-- begin Dataset entries --
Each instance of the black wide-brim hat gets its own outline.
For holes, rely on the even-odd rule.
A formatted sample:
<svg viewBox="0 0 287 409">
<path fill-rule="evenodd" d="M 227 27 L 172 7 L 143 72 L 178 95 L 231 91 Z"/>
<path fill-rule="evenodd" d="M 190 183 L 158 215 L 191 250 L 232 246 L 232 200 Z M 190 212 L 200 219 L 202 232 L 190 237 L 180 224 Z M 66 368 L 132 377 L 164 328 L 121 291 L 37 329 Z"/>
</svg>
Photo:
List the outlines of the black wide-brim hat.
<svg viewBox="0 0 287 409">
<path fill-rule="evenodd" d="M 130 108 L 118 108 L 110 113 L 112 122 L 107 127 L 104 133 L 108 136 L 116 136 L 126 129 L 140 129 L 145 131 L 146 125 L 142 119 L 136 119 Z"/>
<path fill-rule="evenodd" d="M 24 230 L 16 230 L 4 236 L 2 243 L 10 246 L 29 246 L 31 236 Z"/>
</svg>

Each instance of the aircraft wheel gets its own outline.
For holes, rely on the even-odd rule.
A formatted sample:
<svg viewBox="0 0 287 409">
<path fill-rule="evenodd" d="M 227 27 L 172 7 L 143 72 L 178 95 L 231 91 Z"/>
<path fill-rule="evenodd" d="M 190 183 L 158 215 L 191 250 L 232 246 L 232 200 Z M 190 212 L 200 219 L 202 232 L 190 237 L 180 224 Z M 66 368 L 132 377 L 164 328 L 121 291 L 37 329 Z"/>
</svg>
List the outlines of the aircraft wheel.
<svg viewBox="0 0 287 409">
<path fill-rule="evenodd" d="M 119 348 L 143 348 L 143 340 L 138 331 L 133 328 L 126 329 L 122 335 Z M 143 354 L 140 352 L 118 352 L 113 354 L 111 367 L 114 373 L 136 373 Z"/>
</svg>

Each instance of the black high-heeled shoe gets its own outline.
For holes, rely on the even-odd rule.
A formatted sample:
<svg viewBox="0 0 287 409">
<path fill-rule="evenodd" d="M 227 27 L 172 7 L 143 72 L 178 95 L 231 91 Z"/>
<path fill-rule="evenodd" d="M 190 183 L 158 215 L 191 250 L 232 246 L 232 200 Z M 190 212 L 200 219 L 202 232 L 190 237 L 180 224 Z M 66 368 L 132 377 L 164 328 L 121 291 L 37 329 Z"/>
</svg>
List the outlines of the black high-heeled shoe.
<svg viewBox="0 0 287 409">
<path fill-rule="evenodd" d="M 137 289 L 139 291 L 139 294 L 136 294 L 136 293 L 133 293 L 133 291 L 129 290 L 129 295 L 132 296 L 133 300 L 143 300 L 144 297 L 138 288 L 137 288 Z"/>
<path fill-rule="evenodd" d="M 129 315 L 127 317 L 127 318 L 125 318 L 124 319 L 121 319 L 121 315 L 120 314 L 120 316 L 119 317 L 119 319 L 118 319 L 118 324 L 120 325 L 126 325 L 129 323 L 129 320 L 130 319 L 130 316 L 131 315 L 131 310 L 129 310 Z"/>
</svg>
-- end Dataset entries --
To do
Append a copy of the stretch from the line containing "Each instance of the aircraft" through the end of the rows, both ends included, with the requests and format samples unchanged. In the answer SVGs only, increase every number, both viewBox values and path coordinates, by 26.

Written answer
Each instance of the aircraft wheel gets its own outline.
For holes, rely on the even-odd rule.
A formatted sample:
<svg viewBox="0 0 287 409">
<path fill-rule="evenodd" d="M 227 27 L 172 7 L 143 72 L 178 95 L 231 91 Z"/>
<path fill-rule="evenodd" d="M 190 183 L 158 215 L 191 250 L 232 246 L 232 200 Z M 190 212 L 200 219 L 202 232 L 190 237 L 180 224 Z M 66 368 L 132 377 L 164 328 L 121 291 L 37 329 Z"/>
</svg>
List the outlines of the aircraft wheel.
<svg viewBox="26 26 313 435">
<path fill-rule="evenodd" d="M 145 374 L 169 374 L 169 366 L 164 357 L 159 354 L 152 355 L 148 361 Z M 169 380 L 166 378 L 144 378 L 139 380 L 137 393 L 140 399 L 162 399 Z"/>
</svg>

Each instance of the black high-heeled shoe gets its own outline.
For holes, rely on the even-odd rule.
A formatted sample:
<svg viewBox="0 0 287 409">
<path fill-rule="evenodd" d="M 227 27 L 172 7 L 143 72 L 178 95 L 231 91 Z"/>
<path fill-rule="evenodd" d="M 190 183 L 158 215 L 191 250 L 232 246 L 232 200 Z M 190 212 L 200 219 L 202 232 L 190 237 L 180 224 Z M 66 368 L 132 377 L 164 328 L 121 291 L 37 329 Z"/>
</svg>
List the outlines of the black high-heeled shoe.
<svg viewBox="26 26 313 435">
<path fill-rule="evenodd" d="M 163 315 L 165 317 L 165 320 L 162 320 L 162 319 L 159 319 L 159 317 L 155 316 L 155 321 L 158 322 L 159 326 L 169 326 L 170 323 L 164 314 L 163 314 Z"/>
<path fill-rule="evenodd" d="M 155 341 L 153 343 L 153 344 L 151 344 L 150 345 L 147 345 L 147 341 L 146 340 L 146 342 L 145 343 L 145 345 L 144 345 L 144 350 L 146 351 L 152 351 L 155 349 L 155 346 L 156 345 L 156 342 L 157 341 L 157 336 L 155 336 Z"/>
</svg>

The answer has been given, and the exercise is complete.